• Task input:
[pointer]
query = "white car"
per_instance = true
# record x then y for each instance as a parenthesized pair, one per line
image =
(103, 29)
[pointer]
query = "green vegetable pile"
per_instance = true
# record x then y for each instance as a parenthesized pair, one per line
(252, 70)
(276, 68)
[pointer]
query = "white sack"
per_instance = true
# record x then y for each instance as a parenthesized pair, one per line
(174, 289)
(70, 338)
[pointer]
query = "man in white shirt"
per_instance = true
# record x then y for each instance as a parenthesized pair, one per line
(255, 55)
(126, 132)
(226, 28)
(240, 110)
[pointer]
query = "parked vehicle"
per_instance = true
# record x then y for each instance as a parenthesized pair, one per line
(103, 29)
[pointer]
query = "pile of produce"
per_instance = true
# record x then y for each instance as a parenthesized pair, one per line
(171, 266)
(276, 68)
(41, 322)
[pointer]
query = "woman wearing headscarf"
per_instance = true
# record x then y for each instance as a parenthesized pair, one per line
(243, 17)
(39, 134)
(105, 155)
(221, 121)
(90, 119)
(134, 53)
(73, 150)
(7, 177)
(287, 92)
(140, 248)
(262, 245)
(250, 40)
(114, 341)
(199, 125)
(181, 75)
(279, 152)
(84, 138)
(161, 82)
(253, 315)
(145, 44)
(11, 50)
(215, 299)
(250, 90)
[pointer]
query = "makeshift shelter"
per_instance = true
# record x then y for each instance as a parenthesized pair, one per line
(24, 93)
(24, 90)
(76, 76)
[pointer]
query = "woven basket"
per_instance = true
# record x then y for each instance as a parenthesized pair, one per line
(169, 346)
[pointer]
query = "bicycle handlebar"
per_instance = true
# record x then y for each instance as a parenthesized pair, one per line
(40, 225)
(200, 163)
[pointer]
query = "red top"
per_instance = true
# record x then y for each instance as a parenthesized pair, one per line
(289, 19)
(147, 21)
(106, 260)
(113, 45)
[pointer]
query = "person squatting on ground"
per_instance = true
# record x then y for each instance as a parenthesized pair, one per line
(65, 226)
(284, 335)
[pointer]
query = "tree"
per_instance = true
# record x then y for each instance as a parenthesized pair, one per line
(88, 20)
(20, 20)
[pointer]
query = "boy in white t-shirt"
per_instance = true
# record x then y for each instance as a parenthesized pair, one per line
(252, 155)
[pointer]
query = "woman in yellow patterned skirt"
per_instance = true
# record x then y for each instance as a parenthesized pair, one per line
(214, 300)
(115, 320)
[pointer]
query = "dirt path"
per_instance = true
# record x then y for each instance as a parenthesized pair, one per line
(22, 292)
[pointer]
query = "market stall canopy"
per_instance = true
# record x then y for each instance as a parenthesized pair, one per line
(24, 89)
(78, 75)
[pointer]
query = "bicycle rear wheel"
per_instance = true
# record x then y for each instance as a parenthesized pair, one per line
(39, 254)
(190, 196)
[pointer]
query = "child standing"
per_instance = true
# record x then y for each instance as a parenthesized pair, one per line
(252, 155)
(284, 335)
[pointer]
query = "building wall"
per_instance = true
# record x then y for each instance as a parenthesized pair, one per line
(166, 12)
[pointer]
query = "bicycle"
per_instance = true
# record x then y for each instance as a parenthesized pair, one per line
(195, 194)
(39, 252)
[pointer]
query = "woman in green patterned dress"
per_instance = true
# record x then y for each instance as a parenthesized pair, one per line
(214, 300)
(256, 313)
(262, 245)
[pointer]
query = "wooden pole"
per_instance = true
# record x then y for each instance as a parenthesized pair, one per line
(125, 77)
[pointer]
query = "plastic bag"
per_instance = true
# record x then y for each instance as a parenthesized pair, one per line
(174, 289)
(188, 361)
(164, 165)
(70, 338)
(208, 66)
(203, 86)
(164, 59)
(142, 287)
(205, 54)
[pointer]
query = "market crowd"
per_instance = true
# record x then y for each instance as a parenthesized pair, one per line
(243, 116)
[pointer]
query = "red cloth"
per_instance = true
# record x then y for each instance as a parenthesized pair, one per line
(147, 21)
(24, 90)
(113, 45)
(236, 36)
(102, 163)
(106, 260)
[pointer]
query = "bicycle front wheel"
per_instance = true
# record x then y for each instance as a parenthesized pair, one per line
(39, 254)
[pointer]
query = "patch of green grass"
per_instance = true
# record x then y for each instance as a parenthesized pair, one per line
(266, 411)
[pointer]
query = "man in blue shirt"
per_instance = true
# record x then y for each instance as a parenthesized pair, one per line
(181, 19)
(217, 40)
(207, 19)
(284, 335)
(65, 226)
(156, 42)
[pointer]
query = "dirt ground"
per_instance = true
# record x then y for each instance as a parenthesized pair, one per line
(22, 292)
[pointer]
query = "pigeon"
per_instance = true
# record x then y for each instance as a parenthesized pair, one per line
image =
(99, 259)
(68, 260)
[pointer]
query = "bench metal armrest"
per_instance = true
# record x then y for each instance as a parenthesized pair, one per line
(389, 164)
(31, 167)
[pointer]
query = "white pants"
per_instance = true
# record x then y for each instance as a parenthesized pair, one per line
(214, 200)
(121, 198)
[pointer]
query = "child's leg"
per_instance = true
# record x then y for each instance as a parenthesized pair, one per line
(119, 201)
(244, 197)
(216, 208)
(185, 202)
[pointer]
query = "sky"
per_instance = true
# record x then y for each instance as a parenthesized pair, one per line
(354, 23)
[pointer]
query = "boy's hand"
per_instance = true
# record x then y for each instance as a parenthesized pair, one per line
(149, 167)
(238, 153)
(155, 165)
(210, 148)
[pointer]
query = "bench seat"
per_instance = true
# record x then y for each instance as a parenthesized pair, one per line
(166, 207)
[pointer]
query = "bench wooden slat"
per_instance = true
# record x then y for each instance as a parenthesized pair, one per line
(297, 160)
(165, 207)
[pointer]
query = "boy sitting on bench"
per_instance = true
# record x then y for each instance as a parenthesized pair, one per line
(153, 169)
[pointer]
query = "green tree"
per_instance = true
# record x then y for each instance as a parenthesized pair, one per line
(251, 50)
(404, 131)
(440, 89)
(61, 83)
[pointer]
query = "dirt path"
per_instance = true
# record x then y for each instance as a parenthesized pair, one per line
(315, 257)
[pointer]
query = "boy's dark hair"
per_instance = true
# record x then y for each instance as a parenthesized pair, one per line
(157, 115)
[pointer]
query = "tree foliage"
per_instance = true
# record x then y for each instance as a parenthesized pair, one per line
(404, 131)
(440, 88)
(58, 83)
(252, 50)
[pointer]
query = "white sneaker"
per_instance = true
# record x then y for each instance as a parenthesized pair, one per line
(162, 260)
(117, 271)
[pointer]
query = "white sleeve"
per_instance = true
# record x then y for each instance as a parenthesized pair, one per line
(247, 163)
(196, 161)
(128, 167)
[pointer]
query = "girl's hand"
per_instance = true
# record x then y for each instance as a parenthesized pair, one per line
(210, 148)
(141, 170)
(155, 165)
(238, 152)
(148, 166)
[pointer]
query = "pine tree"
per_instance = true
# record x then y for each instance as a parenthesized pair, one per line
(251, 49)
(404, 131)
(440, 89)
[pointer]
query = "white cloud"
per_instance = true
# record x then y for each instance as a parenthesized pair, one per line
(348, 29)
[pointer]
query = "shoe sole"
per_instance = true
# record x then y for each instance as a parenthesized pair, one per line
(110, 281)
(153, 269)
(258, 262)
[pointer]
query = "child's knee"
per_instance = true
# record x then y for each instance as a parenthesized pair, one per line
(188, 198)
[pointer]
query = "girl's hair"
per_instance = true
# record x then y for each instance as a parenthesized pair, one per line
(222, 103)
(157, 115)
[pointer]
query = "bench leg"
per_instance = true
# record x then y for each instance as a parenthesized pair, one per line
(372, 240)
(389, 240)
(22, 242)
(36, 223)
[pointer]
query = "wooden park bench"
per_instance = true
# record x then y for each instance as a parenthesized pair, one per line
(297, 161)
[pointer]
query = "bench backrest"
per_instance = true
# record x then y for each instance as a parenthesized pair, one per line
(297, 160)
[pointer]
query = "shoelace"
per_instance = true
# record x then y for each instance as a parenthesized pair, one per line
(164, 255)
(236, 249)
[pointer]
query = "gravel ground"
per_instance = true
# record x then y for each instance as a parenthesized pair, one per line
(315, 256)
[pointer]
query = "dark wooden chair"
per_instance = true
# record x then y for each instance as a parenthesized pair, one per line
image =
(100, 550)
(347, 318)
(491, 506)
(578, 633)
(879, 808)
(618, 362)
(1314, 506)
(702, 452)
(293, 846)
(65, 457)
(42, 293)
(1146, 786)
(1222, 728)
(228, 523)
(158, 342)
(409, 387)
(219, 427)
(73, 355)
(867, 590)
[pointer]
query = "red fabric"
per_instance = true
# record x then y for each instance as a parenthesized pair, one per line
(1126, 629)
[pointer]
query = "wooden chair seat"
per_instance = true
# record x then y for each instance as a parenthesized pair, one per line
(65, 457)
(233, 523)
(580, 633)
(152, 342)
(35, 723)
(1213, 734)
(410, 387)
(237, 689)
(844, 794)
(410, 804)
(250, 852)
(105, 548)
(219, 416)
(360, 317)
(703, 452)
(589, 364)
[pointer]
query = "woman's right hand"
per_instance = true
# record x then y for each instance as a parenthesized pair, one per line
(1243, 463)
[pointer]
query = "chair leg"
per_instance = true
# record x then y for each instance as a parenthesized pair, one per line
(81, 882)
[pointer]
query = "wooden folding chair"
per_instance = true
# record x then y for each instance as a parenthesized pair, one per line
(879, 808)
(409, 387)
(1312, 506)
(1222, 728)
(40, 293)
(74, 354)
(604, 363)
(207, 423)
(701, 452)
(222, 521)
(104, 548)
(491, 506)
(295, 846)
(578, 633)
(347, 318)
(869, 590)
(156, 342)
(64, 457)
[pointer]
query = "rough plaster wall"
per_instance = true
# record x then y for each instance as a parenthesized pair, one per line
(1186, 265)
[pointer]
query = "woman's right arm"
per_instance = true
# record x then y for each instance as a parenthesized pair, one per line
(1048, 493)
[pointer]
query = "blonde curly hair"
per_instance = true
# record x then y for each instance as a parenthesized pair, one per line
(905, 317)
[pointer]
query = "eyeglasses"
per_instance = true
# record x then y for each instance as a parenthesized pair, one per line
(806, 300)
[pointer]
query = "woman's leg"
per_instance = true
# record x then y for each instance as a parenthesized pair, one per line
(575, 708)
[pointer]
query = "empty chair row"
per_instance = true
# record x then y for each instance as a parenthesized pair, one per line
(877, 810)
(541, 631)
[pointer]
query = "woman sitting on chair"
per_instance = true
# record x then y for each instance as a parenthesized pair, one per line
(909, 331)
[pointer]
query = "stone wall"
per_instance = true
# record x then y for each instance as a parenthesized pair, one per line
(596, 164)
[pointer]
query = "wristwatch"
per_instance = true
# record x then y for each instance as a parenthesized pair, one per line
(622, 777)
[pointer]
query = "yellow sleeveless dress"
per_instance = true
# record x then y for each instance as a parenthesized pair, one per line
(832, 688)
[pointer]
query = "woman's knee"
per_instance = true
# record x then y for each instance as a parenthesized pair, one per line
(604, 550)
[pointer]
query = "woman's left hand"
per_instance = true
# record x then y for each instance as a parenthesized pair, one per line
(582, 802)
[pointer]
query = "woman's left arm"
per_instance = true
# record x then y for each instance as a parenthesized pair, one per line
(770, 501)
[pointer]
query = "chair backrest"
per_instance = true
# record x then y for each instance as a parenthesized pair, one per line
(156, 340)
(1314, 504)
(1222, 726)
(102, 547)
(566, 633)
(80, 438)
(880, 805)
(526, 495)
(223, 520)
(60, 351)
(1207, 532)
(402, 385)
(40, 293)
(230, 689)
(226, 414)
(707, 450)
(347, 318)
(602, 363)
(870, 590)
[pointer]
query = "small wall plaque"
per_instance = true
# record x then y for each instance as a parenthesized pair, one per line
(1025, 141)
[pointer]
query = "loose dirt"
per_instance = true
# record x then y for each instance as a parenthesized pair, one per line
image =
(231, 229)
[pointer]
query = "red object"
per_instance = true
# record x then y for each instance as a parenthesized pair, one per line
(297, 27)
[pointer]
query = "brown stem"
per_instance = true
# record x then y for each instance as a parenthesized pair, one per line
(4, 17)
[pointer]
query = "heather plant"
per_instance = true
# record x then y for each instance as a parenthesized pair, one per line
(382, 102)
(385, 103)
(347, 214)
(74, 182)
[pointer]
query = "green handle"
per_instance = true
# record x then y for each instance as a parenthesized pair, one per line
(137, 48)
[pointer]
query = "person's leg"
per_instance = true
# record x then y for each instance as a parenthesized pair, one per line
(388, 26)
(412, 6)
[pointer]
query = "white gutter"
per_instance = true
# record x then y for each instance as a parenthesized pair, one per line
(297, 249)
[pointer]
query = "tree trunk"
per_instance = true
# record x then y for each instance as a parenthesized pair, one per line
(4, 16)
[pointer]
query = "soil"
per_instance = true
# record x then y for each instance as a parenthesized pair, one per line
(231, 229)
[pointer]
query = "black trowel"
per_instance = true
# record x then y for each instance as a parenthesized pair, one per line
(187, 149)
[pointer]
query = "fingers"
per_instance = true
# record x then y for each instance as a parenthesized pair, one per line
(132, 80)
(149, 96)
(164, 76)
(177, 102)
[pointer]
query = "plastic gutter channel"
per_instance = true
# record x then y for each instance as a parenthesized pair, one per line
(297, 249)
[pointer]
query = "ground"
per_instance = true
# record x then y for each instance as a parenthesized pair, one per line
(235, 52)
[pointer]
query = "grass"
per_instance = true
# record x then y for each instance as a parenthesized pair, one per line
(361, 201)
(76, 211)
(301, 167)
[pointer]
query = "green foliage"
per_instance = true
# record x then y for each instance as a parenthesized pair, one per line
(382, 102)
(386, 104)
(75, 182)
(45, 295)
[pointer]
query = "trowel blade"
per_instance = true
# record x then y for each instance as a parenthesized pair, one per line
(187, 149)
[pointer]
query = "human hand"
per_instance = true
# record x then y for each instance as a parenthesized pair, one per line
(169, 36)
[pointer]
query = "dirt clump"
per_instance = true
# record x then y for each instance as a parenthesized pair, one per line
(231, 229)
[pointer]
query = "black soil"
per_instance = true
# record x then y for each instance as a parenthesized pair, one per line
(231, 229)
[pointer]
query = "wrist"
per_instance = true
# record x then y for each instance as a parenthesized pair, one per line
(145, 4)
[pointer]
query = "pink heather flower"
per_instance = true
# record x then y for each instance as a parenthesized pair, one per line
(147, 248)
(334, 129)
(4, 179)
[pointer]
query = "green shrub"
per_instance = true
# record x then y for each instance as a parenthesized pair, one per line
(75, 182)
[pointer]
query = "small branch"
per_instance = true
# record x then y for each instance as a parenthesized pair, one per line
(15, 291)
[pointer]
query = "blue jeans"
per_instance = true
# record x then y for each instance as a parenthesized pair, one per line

• Short task: How many lines in the rows above contain the string "heather", with case counting? Give only the number.

• The solution: 2